-- EXCERPTED RECORDS follows --

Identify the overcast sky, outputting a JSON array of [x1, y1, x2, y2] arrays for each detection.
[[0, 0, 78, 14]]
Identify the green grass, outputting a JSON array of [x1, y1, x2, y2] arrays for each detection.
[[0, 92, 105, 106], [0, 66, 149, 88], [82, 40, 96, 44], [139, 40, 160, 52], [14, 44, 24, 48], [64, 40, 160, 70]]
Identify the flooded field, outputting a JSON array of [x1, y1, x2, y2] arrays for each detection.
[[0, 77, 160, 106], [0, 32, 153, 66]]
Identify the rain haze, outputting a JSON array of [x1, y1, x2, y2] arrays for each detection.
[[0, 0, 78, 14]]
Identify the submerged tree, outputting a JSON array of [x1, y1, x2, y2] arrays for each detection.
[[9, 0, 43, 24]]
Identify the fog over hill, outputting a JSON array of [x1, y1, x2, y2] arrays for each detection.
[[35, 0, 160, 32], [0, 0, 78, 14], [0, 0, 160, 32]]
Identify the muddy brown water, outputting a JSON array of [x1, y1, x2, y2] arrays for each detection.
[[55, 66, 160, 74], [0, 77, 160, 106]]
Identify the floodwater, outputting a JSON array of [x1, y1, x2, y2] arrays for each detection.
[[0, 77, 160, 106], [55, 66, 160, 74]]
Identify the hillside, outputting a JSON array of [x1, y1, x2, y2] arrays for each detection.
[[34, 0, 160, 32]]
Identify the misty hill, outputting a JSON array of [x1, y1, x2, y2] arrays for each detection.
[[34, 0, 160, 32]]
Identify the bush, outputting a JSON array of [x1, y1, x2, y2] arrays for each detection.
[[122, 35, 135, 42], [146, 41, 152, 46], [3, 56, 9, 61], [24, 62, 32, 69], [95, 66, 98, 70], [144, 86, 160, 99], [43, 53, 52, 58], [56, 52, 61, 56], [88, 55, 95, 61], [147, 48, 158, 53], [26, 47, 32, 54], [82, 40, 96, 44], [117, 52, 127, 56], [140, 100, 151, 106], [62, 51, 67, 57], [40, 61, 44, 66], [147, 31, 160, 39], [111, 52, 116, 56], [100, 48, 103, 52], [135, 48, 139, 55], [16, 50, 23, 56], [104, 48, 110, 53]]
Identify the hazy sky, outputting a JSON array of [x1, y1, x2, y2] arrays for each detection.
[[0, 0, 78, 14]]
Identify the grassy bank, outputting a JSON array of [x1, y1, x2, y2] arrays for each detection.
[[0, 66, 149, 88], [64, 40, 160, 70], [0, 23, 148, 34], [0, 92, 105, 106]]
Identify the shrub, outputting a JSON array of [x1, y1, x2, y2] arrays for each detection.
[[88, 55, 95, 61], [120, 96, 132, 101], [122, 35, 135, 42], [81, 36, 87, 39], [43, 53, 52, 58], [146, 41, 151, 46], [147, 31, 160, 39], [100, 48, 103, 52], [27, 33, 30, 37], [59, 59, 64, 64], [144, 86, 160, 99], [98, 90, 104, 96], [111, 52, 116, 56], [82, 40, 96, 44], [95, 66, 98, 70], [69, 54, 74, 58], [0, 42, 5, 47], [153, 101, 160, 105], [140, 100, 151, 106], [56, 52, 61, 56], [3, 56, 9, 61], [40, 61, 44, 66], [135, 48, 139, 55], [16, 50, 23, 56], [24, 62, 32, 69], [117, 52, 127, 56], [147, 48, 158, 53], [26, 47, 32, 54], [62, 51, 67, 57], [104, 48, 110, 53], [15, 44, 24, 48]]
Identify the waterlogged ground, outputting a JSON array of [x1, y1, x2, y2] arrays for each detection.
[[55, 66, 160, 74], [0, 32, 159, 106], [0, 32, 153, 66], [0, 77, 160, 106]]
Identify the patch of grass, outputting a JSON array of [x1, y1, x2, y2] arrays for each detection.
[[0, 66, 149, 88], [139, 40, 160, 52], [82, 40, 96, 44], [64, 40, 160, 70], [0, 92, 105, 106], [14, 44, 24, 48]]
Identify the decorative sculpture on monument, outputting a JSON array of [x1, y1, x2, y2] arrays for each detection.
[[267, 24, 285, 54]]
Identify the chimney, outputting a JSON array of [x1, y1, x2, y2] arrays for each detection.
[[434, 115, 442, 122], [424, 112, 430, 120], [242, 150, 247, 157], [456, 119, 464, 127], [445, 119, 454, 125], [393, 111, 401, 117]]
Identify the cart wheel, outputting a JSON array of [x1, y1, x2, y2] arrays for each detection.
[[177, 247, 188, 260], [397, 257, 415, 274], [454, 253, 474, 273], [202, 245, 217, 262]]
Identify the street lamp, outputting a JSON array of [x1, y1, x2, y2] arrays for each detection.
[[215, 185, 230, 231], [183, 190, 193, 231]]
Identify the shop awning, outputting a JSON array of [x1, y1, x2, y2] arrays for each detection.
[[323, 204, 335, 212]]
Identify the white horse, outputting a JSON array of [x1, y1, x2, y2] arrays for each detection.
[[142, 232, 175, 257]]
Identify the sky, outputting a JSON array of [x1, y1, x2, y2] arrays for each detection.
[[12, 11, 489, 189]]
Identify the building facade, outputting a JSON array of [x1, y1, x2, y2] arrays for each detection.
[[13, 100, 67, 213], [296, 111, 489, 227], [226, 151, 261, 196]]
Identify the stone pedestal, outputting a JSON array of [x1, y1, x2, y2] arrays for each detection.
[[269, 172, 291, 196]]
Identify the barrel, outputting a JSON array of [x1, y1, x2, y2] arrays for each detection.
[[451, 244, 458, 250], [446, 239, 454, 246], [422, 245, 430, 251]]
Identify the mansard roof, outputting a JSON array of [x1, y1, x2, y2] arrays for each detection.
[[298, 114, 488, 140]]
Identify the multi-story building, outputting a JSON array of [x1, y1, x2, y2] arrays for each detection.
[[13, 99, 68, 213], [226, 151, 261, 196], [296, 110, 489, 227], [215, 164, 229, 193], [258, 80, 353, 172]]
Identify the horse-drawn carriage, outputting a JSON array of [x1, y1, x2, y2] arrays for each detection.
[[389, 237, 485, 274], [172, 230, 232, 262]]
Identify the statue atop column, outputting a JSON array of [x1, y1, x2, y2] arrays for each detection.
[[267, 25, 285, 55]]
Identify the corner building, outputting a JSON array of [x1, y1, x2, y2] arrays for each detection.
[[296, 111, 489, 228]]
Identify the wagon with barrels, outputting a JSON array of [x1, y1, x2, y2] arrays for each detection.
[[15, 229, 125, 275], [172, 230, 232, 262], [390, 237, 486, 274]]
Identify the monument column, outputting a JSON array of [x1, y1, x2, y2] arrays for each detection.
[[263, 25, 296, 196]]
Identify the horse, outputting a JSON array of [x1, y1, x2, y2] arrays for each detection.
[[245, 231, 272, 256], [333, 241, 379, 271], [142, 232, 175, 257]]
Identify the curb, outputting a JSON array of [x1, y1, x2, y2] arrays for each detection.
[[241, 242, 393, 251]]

-- EXCERPTED RECORDS concluded --

* [WORK REQUEST]: Print each record from the listing above exactly as it was given.

* [ANSWER]:
Identify the overcast sky, outputting a JSON array of [x1, y1, x2, y2] arrays for each detection.
[[0, 0, 78, 14]]
Identify the green grass, outputting a JSON array of [x1, y1, x2, y2] arrays for each detection.
[[0, 92, 105, 106], [0, 66, 149, 88], [82, 40, 96, 44], [139, 40, 160, 52], [14, 44, 24, 48], [64, 40, 160, 70]]
Identify the flooded field, outputting a JSON array of [x1, y1, x2, y2] arrays for each detection.
[[0, 77, 160, 106], [0, 32, 153, 66]]
Identify the rain haze, outputting a JSON array of [x1, y1, x2, y2] arrays for each detection.
[[0, 0, 78, 14]]
Identify the submerged tree, outputting a JSON array of [x1, y1, x2, y2] arrays for each detection.
[[9, 0, 43, 24]]
Identify the fog over hill, outputting a JSON array of [x1, y1, x2, y2] arrays for each detection.
[[35, 0, 160, 32], [0, 0, 78, 14], [0, 0, 160, 32]]
Identify the muddy brown water, outputting a JSON array of [x1, y1, x2, y2] arrays for each detection.
[[55, 66, 160, 74], [0, 77, 160, 106]]
Identify the floodwater, outputting a JSON array of [x1, y1, x2, y2] arrays for each detection.
[[0, 77, 160, 106], [55, 66, 160, 74]]
Identify the hillside, outputting a JSON array of [x1, y1, x2, y2] arrays for each detection.
[[34, 0, 160, 32]]
Identify the misty hill, outputting a JSON array of [x1, y1, x2, y2] arrays for each detection.
[[34, 0, 160, 32]]
Identify the bush, outputting a JSON array of [x1, y1, x2, y2] arrays for each detection.
[[122, 35, 135, 42], [146, 41, 152, 46], [3, 56, 9, 61], [24, 62, 32, 69], [95, 66, 98, 70], [144, 86, 160, 99], [43, 53, 52, 58], [56, 52, 61, 56], [88, 55, 95, 61], [147, 48, 158, 53], [26, 47, 32, 54], [82, 40, 96, 44], [117, 52, 127, 56], [140, 100, 151, 106], [62, 51, 67, 57], [40, 61, 44, 66], [147, 31, 160, 39], [111, 52, 116, 56], [100, 48, 103, 52], [135, 48, 139, 55], [16, 50, 23, 56], [104, 48, 110, 53]]
Identify the hazy sky, outputting a JSON array of [x1, y1, x2, y2] arrays for each detection.
[[0, 0, 78, 14]]
Identify the grassy bank, outputting a JSON array of [x1, y1, x2, y2] arrays for each detection.
[[0, 66, 149, 88], [64, 40, 160, 70], [0, 23, 148, 34], [0, 92, 105, 106]]
Identify the shrub, outputting a JSON array of [x1, y1, x2, y2] arrays for each detection.
[[88, 55, 95, 61], [120, 96, 132, 101], [122, 35, 135, 42], [81, 36, 87, 39], [43, 53, 52, 58], [146, 41, 151, 46], [147, 31, 160, 39], [100, 48, 103, 52], [27, 33, 30, 37], [59, 59, 64, 64], [144, 86, 160, 99], [98, 90, 104, 96], [111, 52, 116, 56], [82, 40, 96, 44], [95, 66, 98, 70], [69, 54, 74, 58], [0, 42, 5, 47], [153, 101, 160, 105], [140, 100, 151, 106], [56, 52, 61, 56], [3, 56, 9, 61], [40, 61, 44, 66], [135, 48, 139, 55], [16, 50, 23, 56], [24, 62, 32, 69], [117, 52, 127, 56], [147, 48, 158, 53], [26, 47, 32, 54], [62, 51, 67, 57], [104, 48, 110, 53], [15, 44, 24, 48]]
Identify the waterlogged ground, outputting a JSON array of [x1, y1, x2, y2] arrays for each detection.
[[55, 66, 160, 74], [0, 32, 159, 106], [0, 32, 153, 66], [0, 77, 160, 106]]
Identify the patch of grass, outputting a JSON array of [x1, y1, x2, y2] arrays for each detection.
[[0, 66, 149, 88], [139, 40, 160, 52], [82, 40, 96, 44], [64, 40, 160, 70], [0, 92, 105, 106], [14, 44, 24, 48]]
Identify the decorative sculpture on monument, outputting a JSON array of [x1, y1, x2, y2] arrays for each detection.
[[267, 24, 285, 54]]
Identify the chimney, outputting a JSON array of [x1, y1, x2, y2] arrays for each detection.
[[434, 115, 442, 122], [424, 112, 430, 120], [242, 150, 247, 157], [456, 119, 464, 127], [445, 119, 454, 125], [393, 111, 401, 117]]
Identify the cart wheel, outputting a JSON array of [x1, y1, x2, y2] arrays for each detection.
[[177, 247, 188, 260], [397, 257, 415, 274], [454, 253, 474, 273], [202, 245, 217, 262]]
Identify the street lamp, outputting a JSON array of [x1, y1, x2, y2] arrays for each detection.
[[215, 185, 230, 231], [183, 190, 193, 231]]
Identify the shop awning, outputting a JSON array of [x1, y1, x2, y2] arrays for each detection.
[[323, 204, 335, 212]]
Identify the white horse, outputting a JSON array of [x1, y1, x2, y2] arrays for each detection.
[[142, 232, 175, 257]]
Identify the sky, outputting a JSON array of [x1, y1, x2, y2] arrays for each detection.
[[12, 11, 489, 189]]
Identify the building facade, outputting a JSON array of [x1, y1, x2, y2] arrays for each detection.
[[13, 100, 67, 213], [296, 111, 489, 227], [226, 151, 261, 196]]
Identify the stone pedestal, outputting a JSON array of [x1, y1, x2, y2] arrays for each detection.
[[269, 172, 291, 196]]
Identify the barrel, outputting a JSON array of [x1, y1, x2, y2] arrays for each detection.
[[451, 244, 458, 250], [446, 239, 454, 246], [422, 245, 430, 251]]
Identify the mansard roof, outputting a JSON array of [x1, y1, x2, y2] arrays for each detection.
[[298, 114, 488, 140]]
Identify the multi-story building, outputting a JSON array of [x1, y1, x2, y2] arrays for each detection.
[[13, 99, 68, 213], [226, 151, 261, 196], [296, 110, 489, 227], [215, 164, 229, 193], [258, 80, 353, 172]]
Identify the horse-drawn carriage, outputting a JSON array of [x1, y1, x2, y2] arrays for each detection.
[[389, 237, 485, 274], [172, 230, 232, 262]]
Identify the statue atop column, outputting a JSON array of [x1, y1, x2, y2] arrays for each detection.
[[267, 25, 285, 55]]
Identify the corner building, outputting a JSON array of [x1, y1, x2, y2] arrays for each detection.
[[296, 111, 489, 228]]
Identify the wagon with barrels, outputting a JSON array of [x1, y1, x2, y2] arrays for each detection.
[[15, 229, 125, 275], [172, 230, 232, 262], [390, 237, 486, 274]]
Identify the monument column, outputting a JSON array of [x1, y1, x2, y2] arrays for each detection.
[[263, 25, 296, 196]]
Identify the horse, outputting a JSON array of [x1, y1, x2, y2] arrays for each detection.
[[245, 231, 272, 256], [333, 241, 379, 271], [142, 232, 175, 257]]
Identify the curb, outputting a JSON array of [x1, y1, x2, y2] arrays for each detection.
[[241, 242, 393, 251]]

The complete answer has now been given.